▶ **Problem**
Starting at the line that contains "Indicate the car windshield" and running through the end of the entries, rewrite those lines as a numbered list with no blank lines.

[Pointing and labeling entries]
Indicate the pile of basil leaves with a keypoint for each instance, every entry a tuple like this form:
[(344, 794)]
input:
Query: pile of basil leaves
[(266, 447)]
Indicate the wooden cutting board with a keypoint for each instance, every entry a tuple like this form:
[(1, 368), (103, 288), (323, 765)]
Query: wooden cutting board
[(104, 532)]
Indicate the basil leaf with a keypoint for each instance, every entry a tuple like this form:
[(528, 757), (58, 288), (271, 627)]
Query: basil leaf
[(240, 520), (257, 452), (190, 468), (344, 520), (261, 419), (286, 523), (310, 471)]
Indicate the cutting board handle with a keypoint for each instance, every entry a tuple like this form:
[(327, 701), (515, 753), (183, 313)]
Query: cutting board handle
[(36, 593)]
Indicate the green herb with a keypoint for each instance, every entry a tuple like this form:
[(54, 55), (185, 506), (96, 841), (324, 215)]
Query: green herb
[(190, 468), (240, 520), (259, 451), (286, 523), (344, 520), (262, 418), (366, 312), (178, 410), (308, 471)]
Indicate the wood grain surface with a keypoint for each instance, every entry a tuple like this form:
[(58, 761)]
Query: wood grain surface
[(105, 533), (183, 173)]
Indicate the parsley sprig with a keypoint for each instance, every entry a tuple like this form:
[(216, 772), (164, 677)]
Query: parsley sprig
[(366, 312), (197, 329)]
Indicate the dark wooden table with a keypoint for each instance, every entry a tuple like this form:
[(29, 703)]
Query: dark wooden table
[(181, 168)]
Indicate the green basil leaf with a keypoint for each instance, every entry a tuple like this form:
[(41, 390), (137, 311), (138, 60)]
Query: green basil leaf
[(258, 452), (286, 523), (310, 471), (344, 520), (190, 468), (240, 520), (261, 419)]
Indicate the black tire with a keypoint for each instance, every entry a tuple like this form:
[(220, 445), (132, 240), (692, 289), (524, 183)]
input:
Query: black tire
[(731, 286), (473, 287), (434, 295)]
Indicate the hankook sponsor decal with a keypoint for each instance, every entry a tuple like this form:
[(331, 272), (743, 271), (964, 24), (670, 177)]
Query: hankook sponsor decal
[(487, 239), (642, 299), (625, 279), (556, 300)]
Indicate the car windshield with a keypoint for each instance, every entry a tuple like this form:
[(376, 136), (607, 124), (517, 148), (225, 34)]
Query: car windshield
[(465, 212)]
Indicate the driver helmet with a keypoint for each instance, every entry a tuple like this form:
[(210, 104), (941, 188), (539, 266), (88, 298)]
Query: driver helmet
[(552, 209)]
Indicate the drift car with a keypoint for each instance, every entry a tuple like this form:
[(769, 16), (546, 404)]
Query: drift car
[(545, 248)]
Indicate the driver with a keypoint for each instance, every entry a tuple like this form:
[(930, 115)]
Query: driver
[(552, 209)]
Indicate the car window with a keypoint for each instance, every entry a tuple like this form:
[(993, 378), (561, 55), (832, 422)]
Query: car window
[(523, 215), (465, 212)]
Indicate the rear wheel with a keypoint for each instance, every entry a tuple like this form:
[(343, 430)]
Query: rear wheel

▶ **Exercise response**
1. Indicate the car windshield with a keypoint for each instance, every entry a tuple like this form:
2. [(376, 136), (607, 124), (517, 148), (225, 34)]
3. Query: car windshield
4. [(465, 212)]
5. Indicate the driver helmet with a keypoint for each instance, every entry a tuple like this form:
6. [(210, 104), (941, 188), (539, 266), (88, 298)]
7. Query: driver helmet
8. [(552, 209)]
9. Indicate the drift car with a keypoint for each instance, every entry a tuple like this form:
10. [(769, 16), (546, 404)]
11. Query: drift car
12. [(545, 248)]
13. Indicate the driver with a keypoint for each instance, every entry a tuple like this form:
14. [(930, 115)]
15. Query: driver
16. [(552, 209)]
17. Indicate the car window with a keypoint for each instance, every entry a tuple like this form:
18. [(993, 378), (561, 55), (832, 422)]
19. Query: car window
20. [(523, 215), (465, 212)]
21. Indicate the rear wheel with a keypoint for each instance, every entry a tuple like this form:
22. [(343, 430)]
23. Query: rear wheel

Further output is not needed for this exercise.